● **Exercise**: Rewrite every line of the entries below as a numbered list, leaving out any blank lines.

◇ ◇ ◇ ◇ ◇ ◇ ◇

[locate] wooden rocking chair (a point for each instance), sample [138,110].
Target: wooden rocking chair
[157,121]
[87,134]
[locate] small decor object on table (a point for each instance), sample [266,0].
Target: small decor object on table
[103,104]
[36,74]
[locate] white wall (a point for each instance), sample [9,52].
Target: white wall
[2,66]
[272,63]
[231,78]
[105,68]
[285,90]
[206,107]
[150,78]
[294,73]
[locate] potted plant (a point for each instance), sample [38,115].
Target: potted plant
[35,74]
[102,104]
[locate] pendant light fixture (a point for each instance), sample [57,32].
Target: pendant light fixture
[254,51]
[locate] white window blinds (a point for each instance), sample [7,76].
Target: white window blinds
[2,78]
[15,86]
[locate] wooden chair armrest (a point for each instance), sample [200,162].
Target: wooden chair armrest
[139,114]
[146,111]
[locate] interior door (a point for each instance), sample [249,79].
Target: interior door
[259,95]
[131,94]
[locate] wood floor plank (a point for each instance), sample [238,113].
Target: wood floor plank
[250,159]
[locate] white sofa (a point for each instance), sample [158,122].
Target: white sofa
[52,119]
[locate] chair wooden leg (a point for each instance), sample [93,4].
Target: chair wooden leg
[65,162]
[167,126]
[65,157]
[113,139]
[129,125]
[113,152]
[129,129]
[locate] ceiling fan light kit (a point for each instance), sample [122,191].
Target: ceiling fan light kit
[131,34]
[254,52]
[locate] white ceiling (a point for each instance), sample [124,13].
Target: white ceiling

◇ ◇ ◇ ◇ ◇ ◇ ◇

● **Correct result**:
1. [locate] wooden rocking chair (a point for each instance), sample [138,110].
2. Target: wooden rocking chair
3. [157,121]
4. [87,134]
5. [locate] small decor object on table (a point for each instance), sample [266,0].
6. Target: small decor object on table
7. [103,104]
8. [36,74]
9. [locate] white wall (a point for each instance), sample [9,52].
10. Target: white wall
11. [2,66]
12. [272,63]
13. [231,78]
14. [105,68]
15. [285,90]
16. [206,107]
17. [150,78]
18. [294,73]
19. [locate] potted plant (a point for each instance), sample [38,115].
20. Target: potted plant
21. [35,74]
22. [102,104]
23. [locate] pendant light fixture (a point for each instance), sample [57,32].
24. Target: pendant light fixture
25. [254,51]
26. [locate] white window blinds (a point for each instance), sample [7,76].
27. Target: white window blinds
28. [2,78]
29. [15,86]
30. [locate] wooden chair armrest (a point for each instance), sample [200,162].
31. Target: wooden chair armrest
32. [139,114]
33. [146,111]
34. [locate] interior door (a point for each instance), sample [249,79].
35. Target: interior door
36. [259,95]
37. [131,94]
38. [locate] wood floor plank (a point for each instance), sample [238,113].
39. Target: wood floor plank
40. [250,159]
41. [locate] white sofa (a point for each instance), sample [158,122].
42. Target: white sofa
43. [52,119]
44. [locate] chair wooden leg (a point for each instance), sample [93,4].
45. Target: chair wooden leg
46. [65,162]
47. [167,126]
48. [65,157]
49. [113,139]
50. [129,125]
51. [113,152]
52. [129,129]
53. [locate] ceiling fan light kit (a point for each instance), sample [122,191].
54. Target: ceiling fan light kit
55. [131,34]
56. [254,52]
57. [locate] white ceiling (a point for each instance), sample [124,13].
58. Target: white ceiling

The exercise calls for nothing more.